### EXERCISE DESCRIPTION
Copy exactly the run of lines that begins at the line with "Exercise. Spot the blue" and ends at the final line of the entries.

### STORED RECORDS
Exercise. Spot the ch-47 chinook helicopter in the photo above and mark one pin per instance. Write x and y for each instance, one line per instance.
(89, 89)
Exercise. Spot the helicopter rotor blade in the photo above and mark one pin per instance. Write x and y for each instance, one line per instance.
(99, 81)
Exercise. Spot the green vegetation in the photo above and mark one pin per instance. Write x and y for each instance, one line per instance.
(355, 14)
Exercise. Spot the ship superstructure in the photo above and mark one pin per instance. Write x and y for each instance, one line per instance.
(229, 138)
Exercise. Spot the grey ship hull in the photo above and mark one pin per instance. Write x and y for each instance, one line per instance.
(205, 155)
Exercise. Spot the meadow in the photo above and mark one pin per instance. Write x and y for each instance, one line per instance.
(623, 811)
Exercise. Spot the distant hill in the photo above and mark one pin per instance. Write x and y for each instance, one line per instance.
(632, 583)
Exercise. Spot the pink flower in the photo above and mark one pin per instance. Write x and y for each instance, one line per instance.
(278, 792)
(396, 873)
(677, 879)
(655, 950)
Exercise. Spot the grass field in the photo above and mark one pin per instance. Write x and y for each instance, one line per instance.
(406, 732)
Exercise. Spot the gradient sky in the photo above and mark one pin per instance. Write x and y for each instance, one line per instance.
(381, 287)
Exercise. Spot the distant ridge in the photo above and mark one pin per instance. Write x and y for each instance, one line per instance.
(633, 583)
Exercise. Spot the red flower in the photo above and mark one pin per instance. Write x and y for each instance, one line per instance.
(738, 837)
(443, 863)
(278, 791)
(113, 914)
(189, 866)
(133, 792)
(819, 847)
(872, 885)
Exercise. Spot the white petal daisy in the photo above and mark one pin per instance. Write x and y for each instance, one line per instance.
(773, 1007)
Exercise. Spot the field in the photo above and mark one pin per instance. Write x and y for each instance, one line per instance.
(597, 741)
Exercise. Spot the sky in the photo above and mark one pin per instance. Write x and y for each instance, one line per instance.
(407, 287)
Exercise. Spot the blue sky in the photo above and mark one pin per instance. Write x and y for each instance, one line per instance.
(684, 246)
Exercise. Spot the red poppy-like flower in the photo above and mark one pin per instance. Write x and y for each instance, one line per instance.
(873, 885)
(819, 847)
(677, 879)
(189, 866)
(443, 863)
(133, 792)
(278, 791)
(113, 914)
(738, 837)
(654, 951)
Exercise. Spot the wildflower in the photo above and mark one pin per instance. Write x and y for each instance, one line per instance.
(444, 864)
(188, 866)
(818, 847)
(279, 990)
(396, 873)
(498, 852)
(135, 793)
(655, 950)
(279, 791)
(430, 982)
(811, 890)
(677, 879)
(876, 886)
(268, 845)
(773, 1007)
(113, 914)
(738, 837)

### SOLUTION
Exercise. Spot the blue sky in the photo above and mark one pin per instance. Write x and y for each instance, one line per instance.
(684, 246)
Exercise. Spot the red poppy-like flower in the photo above and mark one pin per instance. Write x and y for each instance, one line per instance.
(873, 885)
(819, 847)
(677, 879)
(189, 866)
(443, 863)
(133, 792)
(278, 791)
(113, 914)
(738, 837)
(654, 951)
Exercise. Spot the wildflower in the photo above and mark one pin per instance. Write x and y for each instance, one line per instance.
(444, 864)
(188, 866)
(818, 847)
(279, 990)
(396, 873)
(498, 852)
(135, 793)
(655, 950)
(279, 791)
(430, 982)
(811, 890)
(677, 879)
(876, 886)
(268, 845)
(773, 1007)
(113, 914)
(738, 837)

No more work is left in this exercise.